The Senate Judiciary Committee is set to to take up a number of gun control measures this week, including proposals to curb gun trafficking, ban so-called assault weapons and expand background checks to more firearms purchases. That last item has become the central focus for gun control advocates following the Sandy Hook Elementary shooting and they see a chance to leverage polls showing public support for background checks into bipartisan legislative action. And so as talk of gun control shifts to actual legislative language, advocates are taking to the ground and the airwaves in an all-out effort to push background checks over the finish line.

“It’s a moment. And something great is going to happen,” said Caren Benjamin, deputy director at the progressive group Americans United for Change. AUC has been helping nearly dormant gun control groups on the state level manage the swelling interest from the public after Newtown and turn it into grassroots action. This week, AUC is helping grassroots groups take action all across the country, targeting lawmakers in Arizona, Iowa, Ohio and South Carolina.

Benjamin sounded pretty optimistic that the effort will pay off in the Senate.

“On the off chance that it does not, it’s not the only moment,” she said. “There’s a groundswell of need for action and urgency that I have not seen [right now] and people are not going to let it die.”

Other groups, including the remnants of President Obama’s 2012 campaign, have been pushing grassroots gun control messaging as well. And New York Mayor Mike Bloomberg has been spreading the wealth around, mounting a successful effort to make gun politics the central issue in a recent House special election in Illinois.

While existing groups take to the streets to fight for gun control, one of the movement’s newest players is taking to the air. Americans for Responsible Solutions, the group founded by former Rep. Gabrielle Giffords (D-AZ) and her husband Mark Kelly, has bought TV ad time across the country aimed at pressuring Judiciary Committee members to support expanded background checks.

Here’s the version of the TV ad aimed at Sen. Jeff Flake (R-AZ):

There are real signs that, in the Senate at least, there’s some bipartisan support for background checks. Despite NRA opposition to expanding the background check requirement to cover more firearms transactions, pro-gun Senators on both sides of the aisle have expressed willingness to consider legislation that does just that.

Gun control advocates are hoping a bipartisan victory in the Senate will cause the Republican-controlled House to take up background checks too.

“The House will be very difficult,” said Andy Pelosi, spokesperson for States United to Prevent Gun Violence, a grassroots umbrella group working with AUC. “But we’re focused on the Senate. We need to move things in the Senate first. And if we get that done, then it’ll make the path a little bit easier.”

Stated problem A:
According to the article on gun control measures, which four states are grassroots groups targeting lawmakers in this week?
The records are unrelated to the text.

Some records:
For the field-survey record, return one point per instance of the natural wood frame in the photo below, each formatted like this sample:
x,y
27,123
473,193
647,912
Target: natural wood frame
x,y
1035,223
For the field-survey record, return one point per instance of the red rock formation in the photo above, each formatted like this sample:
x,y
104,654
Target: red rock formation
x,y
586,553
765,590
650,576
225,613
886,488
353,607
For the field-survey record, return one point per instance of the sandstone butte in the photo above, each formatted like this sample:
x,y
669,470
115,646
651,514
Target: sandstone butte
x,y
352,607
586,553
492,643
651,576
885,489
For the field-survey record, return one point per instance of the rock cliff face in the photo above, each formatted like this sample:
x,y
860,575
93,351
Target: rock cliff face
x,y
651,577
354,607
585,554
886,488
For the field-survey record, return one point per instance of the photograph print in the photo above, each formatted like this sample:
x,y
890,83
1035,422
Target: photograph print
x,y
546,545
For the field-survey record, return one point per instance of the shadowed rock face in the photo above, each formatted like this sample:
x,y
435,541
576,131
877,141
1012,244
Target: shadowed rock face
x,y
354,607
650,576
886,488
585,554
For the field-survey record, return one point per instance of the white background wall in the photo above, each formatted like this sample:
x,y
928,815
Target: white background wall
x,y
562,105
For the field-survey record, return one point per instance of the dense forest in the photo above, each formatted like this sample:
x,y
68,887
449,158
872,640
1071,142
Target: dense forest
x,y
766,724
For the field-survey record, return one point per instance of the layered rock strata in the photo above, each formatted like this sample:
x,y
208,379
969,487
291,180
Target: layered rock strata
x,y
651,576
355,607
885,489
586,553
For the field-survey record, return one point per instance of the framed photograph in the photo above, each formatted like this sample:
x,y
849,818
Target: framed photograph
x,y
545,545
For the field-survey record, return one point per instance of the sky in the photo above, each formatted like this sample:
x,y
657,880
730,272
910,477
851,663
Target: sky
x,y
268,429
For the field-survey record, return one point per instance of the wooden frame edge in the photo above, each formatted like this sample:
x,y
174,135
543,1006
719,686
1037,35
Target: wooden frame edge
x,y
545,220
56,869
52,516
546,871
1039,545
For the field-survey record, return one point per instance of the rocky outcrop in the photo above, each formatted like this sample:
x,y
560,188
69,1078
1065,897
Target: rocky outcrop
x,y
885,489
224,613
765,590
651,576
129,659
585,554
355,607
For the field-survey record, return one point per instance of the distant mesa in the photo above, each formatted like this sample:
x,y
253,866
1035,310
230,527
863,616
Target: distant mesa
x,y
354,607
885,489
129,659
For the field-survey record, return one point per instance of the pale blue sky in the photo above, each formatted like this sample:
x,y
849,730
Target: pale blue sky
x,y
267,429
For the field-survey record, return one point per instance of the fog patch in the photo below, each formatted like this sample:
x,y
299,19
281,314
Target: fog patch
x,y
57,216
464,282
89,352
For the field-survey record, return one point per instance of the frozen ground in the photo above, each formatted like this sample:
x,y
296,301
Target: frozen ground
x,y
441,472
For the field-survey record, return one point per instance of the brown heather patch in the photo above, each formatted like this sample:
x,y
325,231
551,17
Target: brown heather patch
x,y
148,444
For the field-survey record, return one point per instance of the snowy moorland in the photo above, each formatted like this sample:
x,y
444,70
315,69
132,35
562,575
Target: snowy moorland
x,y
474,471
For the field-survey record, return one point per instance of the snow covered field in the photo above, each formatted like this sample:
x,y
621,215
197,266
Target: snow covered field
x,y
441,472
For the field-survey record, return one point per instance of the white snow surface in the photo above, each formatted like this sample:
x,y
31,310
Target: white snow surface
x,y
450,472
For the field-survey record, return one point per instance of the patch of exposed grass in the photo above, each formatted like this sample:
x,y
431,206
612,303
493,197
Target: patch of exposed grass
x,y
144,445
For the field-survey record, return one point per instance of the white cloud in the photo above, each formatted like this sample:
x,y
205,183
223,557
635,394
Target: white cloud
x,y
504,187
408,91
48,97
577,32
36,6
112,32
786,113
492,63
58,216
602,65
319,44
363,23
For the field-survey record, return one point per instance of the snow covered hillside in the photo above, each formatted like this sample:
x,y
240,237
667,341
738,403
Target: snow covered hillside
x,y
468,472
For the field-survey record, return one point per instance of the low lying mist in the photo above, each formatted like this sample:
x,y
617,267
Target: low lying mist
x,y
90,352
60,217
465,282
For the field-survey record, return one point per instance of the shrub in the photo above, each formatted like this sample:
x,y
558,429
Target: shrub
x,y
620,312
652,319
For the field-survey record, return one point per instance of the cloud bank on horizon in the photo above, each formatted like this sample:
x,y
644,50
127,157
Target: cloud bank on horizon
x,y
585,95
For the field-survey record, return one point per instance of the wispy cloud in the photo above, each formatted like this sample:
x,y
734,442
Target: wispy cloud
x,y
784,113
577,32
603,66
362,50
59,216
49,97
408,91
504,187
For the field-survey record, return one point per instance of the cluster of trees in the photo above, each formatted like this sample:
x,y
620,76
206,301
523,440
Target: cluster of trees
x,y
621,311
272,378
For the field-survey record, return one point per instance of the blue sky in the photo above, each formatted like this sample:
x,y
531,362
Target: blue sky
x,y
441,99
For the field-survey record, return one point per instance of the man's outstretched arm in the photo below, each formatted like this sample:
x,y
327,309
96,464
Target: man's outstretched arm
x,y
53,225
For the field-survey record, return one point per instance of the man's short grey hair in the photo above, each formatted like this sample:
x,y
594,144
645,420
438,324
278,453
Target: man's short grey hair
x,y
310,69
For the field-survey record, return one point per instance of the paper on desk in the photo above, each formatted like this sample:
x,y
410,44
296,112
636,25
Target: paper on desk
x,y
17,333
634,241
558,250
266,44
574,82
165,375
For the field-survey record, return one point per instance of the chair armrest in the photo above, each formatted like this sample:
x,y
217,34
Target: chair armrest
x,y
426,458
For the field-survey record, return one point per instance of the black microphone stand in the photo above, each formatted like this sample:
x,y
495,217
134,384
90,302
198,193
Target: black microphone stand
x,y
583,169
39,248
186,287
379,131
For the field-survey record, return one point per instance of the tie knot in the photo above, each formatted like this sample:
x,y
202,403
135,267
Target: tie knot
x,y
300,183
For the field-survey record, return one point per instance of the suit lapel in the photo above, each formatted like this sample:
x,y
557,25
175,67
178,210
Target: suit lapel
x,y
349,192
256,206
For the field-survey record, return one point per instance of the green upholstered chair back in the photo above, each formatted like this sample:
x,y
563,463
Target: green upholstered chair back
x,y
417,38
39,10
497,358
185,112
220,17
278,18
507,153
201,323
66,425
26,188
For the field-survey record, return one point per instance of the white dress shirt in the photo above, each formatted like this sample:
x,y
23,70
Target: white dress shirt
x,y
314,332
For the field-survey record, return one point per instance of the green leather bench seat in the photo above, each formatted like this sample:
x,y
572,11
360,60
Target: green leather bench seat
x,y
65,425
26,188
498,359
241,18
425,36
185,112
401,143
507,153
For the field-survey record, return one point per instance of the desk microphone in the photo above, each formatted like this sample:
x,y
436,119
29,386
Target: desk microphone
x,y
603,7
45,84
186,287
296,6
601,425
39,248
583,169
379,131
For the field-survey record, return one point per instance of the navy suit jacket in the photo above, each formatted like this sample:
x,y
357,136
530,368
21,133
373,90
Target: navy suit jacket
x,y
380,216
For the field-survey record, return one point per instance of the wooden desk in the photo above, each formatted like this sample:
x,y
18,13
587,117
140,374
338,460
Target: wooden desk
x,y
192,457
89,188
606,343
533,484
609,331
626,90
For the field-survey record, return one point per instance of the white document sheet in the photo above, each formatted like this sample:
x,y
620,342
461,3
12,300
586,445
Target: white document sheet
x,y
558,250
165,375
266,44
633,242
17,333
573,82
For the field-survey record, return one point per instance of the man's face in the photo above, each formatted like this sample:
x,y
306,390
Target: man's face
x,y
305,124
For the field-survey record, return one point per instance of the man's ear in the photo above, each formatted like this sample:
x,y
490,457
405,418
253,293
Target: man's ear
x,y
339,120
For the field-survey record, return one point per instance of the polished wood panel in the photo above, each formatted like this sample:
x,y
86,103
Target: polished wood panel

Stated problem B:
Find every line of the records that contains the string "photograph", with case counting, and copy each one.

Exercise output A:
Arizona, Iowa, Ohio and South Carolina.

Exercise output B:
For the field-survey record, return one point per instance of the photograph print in the photo above, each formatted like this sample:
Target: photograph print
For the field-survey record, return one point per instance of the framed photograph in the photo above, each formatted like this sample:
Target: framed photograph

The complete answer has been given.